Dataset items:
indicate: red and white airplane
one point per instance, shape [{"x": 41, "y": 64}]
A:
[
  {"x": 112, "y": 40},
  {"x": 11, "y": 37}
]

### WORK TASK
Set the entries down again precisely as they were given.

### SOLVED PROBLEM
indicate: red and white airplane
one point per instance, shape [{"x": 41, "y": 64}]
A:
[
  {"x": 112, "y": 40},
  {"x": 11, "y": 37}
]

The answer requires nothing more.